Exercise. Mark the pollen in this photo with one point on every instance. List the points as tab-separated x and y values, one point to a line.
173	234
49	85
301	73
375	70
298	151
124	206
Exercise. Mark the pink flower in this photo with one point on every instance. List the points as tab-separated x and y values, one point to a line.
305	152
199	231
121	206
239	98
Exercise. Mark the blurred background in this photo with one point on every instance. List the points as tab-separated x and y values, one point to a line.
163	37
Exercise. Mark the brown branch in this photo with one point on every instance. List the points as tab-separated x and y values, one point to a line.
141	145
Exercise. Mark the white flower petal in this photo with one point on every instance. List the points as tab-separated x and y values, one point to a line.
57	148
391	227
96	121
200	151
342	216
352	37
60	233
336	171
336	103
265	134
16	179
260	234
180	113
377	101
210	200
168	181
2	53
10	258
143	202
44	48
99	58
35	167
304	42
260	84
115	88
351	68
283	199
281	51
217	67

=-=-=

Requirements.
Rewrite every one of the entries above with "Exercise" swapped for "Task" each time it appears, keeping everything else the same.

The completed task.
Task. Mark the pollen in this photo with one point on every instance. List the points as tab-separated x and y values, one point to a line.
173	234
49	85
301	73
375	70
298	151
124	206
Task. Mark the pink flower in this photo with one point on every instance. List the points as tab-separated x and y values, one point to a line.
305	152
199	231
121	206
239	98
Task. Mark the blurred background in this photo with one point on every instance. List the points as tab-separated x and y values, one point to a line.
163	37
Task. Mark the brown branch in this photo with one point on every instance. List the points as tab-separated x and y values, one point to a line.
141	145
Task. Mark the white flower petal in this photo with one point on every instance. List the points as tab-separated x and y values, one point to a line.
57	148
391	227
96	121
200	151
342	216
352	37
60	233
336	171
336	103
265	134
16	179
260	234
180	113
377	101
210	200
168	181
2	53
10	258
143	202
44	48
99	58
35	167
304	42
260	84
115	88
351	68
283	199
281	51
217	67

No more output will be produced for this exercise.